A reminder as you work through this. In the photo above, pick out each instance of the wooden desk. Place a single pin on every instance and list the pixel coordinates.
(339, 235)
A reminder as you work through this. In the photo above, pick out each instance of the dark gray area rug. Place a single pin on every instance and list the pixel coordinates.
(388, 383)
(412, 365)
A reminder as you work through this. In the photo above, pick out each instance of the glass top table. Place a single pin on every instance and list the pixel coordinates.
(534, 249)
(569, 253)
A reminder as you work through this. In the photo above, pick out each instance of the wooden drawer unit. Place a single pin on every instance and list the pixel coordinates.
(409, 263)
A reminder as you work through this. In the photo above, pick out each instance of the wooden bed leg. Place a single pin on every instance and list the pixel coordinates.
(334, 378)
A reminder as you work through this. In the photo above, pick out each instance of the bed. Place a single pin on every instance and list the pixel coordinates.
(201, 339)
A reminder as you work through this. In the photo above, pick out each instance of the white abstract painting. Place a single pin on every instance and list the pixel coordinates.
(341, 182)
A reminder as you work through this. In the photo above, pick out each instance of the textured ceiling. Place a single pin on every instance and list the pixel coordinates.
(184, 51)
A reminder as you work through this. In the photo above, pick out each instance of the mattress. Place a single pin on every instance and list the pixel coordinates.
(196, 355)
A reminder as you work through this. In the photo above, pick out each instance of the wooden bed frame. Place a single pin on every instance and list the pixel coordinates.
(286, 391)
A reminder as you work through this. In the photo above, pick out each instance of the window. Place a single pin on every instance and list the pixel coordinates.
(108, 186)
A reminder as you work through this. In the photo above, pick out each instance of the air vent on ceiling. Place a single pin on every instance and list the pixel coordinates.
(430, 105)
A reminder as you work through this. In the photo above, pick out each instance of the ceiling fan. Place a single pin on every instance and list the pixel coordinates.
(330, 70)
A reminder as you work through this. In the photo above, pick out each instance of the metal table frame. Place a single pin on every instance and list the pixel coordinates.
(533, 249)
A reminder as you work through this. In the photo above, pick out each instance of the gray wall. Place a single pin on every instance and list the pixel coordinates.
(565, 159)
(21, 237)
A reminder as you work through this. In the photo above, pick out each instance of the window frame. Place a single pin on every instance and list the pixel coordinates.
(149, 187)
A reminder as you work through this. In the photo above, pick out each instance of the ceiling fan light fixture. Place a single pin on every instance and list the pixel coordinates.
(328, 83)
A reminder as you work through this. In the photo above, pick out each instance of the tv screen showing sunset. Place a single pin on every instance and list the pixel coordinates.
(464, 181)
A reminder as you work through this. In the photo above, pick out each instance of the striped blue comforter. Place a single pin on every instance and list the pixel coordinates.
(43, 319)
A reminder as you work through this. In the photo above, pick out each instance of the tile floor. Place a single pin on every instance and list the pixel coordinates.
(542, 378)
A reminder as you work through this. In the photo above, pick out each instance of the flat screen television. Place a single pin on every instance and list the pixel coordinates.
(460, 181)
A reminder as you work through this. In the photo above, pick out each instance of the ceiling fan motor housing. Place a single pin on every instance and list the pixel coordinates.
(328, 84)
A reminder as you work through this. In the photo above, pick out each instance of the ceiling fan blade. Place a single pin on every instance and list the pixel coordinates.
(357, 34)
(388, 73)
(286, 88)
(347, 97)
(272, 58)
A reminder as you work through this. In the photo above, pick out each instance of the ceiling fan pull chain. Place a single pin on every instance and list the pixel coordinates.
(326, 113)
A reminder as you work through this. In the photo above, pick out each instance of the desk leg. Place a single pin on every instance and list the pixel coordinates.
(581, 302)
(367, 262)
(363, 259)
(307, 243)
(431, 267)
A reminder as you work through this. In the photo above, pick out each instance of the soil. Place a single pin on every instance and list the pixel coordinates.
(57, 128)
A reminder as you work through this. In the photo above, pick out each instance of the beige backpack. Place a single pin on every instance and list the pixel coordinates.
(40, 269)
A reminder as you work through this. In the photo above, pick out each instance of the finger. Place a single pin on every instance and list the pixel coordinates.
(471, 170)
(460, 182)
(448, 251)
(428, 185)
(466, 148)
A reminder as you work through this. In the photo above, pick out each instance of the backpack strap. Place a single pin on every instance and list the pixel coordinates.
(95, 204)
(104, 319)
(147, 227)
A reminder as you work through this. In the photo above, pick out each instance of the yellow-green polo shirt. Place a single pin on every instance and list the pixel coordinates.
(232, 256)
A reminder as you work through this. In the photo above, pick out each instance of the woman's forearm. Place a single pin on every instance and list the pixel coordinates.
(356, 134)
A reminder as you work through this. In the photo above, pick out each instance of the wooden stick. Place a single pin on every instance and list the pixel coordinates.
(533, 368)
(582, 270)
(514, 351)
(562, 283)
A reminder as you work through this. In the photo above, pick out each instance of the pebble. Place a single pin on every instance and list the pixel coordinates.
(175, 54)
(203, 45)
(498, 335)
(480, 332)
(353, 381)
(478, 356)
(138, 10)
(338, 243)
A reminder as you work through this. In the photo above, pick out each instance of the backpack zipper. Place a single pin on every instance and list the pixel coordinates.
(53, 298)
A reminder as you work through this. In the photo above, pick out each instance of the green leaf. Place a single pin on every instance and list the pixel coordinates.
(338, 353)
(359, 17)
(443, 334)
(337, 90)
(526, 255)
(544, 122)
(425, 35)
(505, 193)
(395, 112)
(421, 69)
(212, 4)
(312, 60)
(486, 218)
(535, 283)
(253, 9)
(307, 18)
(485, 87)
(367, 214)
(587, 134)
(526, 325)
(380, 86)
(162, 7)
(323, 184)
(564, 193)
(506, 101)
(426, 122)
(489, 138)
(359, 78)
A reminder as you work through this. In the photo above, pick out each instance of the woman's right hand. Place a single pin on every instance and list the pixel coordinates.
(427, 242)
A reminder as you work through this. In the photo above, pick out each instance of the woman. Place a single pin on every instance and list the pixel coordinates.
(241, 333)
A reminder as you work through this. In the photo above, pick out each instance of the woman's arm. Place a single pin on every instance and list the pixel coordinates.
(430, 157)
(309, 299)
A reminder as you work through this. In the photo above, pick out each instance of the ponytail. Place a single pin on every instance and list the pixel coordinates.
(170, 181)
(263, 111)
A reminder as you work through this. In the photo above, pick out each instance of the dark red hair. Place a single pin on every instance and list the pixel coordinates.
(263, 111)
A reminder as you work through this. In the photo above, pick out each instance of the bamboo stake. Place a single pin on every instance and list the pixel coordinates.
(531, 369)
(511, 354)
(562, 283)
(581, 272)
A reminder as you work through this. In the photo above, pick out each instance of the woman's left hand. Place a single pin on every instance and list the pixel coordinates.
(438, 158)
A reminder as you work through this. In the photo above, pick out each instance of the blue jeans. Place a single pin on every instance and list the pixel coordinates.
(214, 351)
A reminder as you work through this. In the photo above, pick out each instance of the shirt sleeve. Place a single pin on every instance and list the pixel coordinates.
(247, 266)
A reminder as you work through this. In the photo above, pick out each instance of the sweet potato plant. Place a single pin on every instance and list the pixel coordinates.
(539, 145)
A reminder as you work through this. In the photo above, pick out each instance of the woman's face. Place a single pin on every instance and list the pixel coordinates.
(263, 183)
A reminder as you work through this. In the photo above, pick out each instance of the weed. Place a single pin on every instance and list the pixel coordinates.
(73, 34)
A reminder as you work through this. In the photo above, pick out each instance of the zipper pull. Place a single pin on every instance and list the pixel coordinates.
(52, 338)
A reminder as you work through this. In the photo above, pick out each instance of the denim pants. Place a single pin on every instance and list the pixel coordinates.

| Problem to work on |
Copy out every one of the lines above word for word, leaving nothing out and changing nothing.

| The completed task |
A reminder as you work through this. In the photo above, pick out each instance of the wooden desk. Place a single pin on every instance and list the pixel coordinates.
(339, 235)
A reminder as you work through this. In the photo above, pick out each instance of the dark gray area rug. Place a single pin on every instance and list the pixel coordinates.
(388, 383)
(412, 365)
A reminder as you work through this. In the photo above, pick out each instance of the glass top table. Place a single pin on every instance and list the pixel coordinates.
(534, 249)
(569, 253)
A reminder as you work through this. In the photo above, pick out each instance of the wooden drawer unit. Place a single pin on every instance and list the pixel coordinates.
(409, 263)
A reminder as you work through this. In the photo above, pick out each instance of the wooden bed leg. Place a single pin on every instance and list the pixel coordinates.
(334, 378)
A reminder as you work through this. In the photo above, pick out each instance of the bed. Place a single pin on every instance and list the pixel coordinates.
(201, 339)
A reminder as you work through this. In the photo above, pick out each instance of the white abstract painting. Place a single pin on every instance and list the pixel coordinates.
(341, 182)
A reminder as you work through this. In the photo above, pick out each instance of the textured ceiling. Place a single pin on every instance and list the pixel coordinates.
(184, 51)
A reminder as you work through this. In the photo above, pick out each instance of the mattress. Place a single pin on every instance and list the pixel coordinates.
(196, 355)
A reminder as you work through this. In the photo above, pick out each instance of the wooden bed frame. Place a single pin on every instance and list the pixel coordinates.
(286, 391)
A reminder as you work through this. In the photo above, pick out each instance of the window. Place a single pin on every instance and list the pixel coordinates.
(108, 186)
A reminder as you work through this. In the photo above, pick out each instance of the air vent on ceiling. Place a single pin on every instance and list the pixel coordinates.
(430, 105)
A reminder as you work through this. In the photo above, pick out each instance of the ceiling fan. Place a single pin on every instance and list the pixel coordinates.
(330, 70)
A reminder as you work through this. In the photo above, pick out each instance of the metal table frame. Place a single pin on every instance and list the pixel coordinates.
(533, 249)
A reminder as you work through this. In the photo above, pick out each instance of the gray wall. Place a single pin on every instance and list the pixel coordinates.
(565, 159)
(21, 237)
A reminder as you work through this. In the photo above, pick out each instance of the window frame. Place a single pin on every instance and list the pixel coordinates.
(149, 187)
A reminder as you work through this. In the photo above, pick out each instance of the ceiling fan light fixture. Place a single pin on every instance and list the pixel coordinates.
(328, 83)
A reminder as you work through this. In the photo above, pick out each instance of the tv screen showing sunset. Place a single pin on every instance and list the pixel coordinates.
(464, 181)
A reminder as you work through this. In the photo above, pick out each instance of the striped blue comforter. Place a single pin on every instance and list the pixel coordinates.
(43, 319)
A reminder as you work through this. In the photo above, pick out each instance of the tile floor. Place a single pin on every instance and list the pixel coordinates.
(542, 378)
A reminder as you work through this. In the photo above, pick out each instance of the flat screen television. Place a single pin on every instance and list the pixel coordinates.
(460, 181)
A reminder as you work through this. In the photo above, pick out each instance of the ceiling fan motor housing. Place a single pin on every instance and list the pixel coordinates.
(328, 84)
A reminder as you work through this. In the photo above, pick out each instance of the ceiling fan blade. Place a single pin on every instance and list the pixel coordinates.
(357, 34)
(388, 73)
(286, 88)
(347, 97)
(272, 58)
A reminder as you work through this. In the photo above, pick out each instance of the ceiling fan pull chain. Place a single pin on every instance and list the pixel coordinates.
(326, 113)
A reminder as you work through this. In the photo above, pick out each instance of the desk leg. Place a single pin on every instance and list the pixel coordinates.
(581, 302)
(367, 262)
(363, 259)
(307, 243)
(431, 267)
A reminder as you work through this. In the photo above, pick out each instance of the soil. Place a single pin on every instance and list the pixel coordinates.
(57, 128)
A reminder as you work through this. In the photo above, pick out each instance of the beige backpack. Place a single pin on every instance and list the pixel coordinates.
(40, 269)
A reminder as you work through this. In the photo above, pick out each instance of the finger. Place a single pin on every instance and list the pixel coordinates.
(471, 170)
(460, 182)
(448, 251)
(428, 185)
(466, 148)
A reminder as you work through this. In the photo above, pick out each instance of the backpack strap. Place a single pin on every instance and list the pixel coordinates.
(95, 204)
(104, 319)
(147, 227)
A reminder as you work through this. In the photo above, pick out each instance of the yellow-green polo shirt. Place a single pin on every instance and list the pixel coordinates.
(232, 256)
A reminder as you work through this. In the photo above, pick out each instance of the woman's forearm. Place a single pin on every instance and list the pixel coordinates.
(356, 134)
A reminder as you work through this. In the photo above, pick out each instance of the wooden stick. Place a single pin on every instance and list the pixel coordinates.
(533, 368)
(582, 270)
(514, 351)
(562, 283)
A reminder as you work through this. In the photo above, pick out each instance of the pebble. Place a single pin on every instance and list the pixel coordinates.
(175, 54)
(203, 45)
(498, 335)
(480, 332)
(353, 381)
(478, 356)
(138, 10)
(338, 243)
A reminder as you work through this. In the photo above, pick out each instance of the backpack zipper. Place a single pin on every instance and list the pixel coordinates.
(53, 298)
A reminder as you work through this. In the photo above, pick out each instance of the green leaf. Place a single pin on every instance and list the pixel coordinates.
(338, 353)
(359, 17)
(443, 334)
(337, 90)
(526, 255)
(544, 122)
(425, 35)
(505, 193)
(395, 112)
(421, 69)
(212, 4)
(312, 60)
(486, 218)
(535, 283)
(253, 9)
(307, 18)
(485, 87)
(367, 214)
(587, 134)
(526, 325)
(380, 86)
(162, 7)
(323, 184)
(564, 193)
(506, 101)
(426, 122)
(489, 138)
(359, 78)
A reminder as you work through this. In the photo above, pick out each instance of the woman's right hand. Place a single pin on every instance and list the pixel coordinates.
(427, 242)
A reminder as you work through this. In the photo above, pick out each instance of the woman. Place a single pin on every instance and list the pixel coordinates.
(241, 333)
A reminder as you work through this. In the photo above, pick out each instance of the woman's arm. Place a single pin on every instance and list the pixel coordinates.
(430, 157)
(309, 299)
A reminder as you work through this. In the photo above, pick out each instance of the ponytail. Place a single pin on every instance and list the pixel coordinates.
(170, 181)
(263, 111)
A reminder as you work through this. In the photo above, pick out each instance of the dark red hair. Place a single pin on every instance and list the pixel coordinates.
(263, 111)
A reminder as you work through this. In the photo above, pick out each instance of the bamboo stake. Place a single pin on every instance and list the pixel coordinates.
(531, 369)
(511, 354)
(562, 283)
(581, 272)
A reminder as you work through this. In the photo above, pick out each instance of the woman's left hand. Place a single pin on every instance and list the pixel coordinates.
(438, 158)
A reminder as you work through this. In the photo above, pick out each instance of the blue jeans. Place a single pin on every instance and list the pixel coordinates.
(214, 351)
A reminder as you work through this. In the photo above, pick out each instance of the shirt sleeve. Place a single pin on every instance and list the pixel coordinates.
(247, 266)
A reminder as you work through this. In the photo above, pick out each instance of the sweet potato plant. Place a single pin on every instance and list the pixel coordinates.
(539, 145)
A reminder as you work through this. In the photo above, pick out each instance of the woman's face. Place a single pin on every instance and list the pixel coordinates.
(263, 183)
A reminder as you work through this. In the photo above, pick out each instance of the weed. Place a single pin on every instance and list the pixel coordinates.
(73, 34)
A reminder as you work through this. In the photo above, pick out each instance of the zipper pull. Place a single pin on every instance and list the pixel coordinates.
(52, 338)
A reminder as you work through this. In the photo above, pick out each instance of the denim pants. Place a single pin on every instance and list the pixel coordinates.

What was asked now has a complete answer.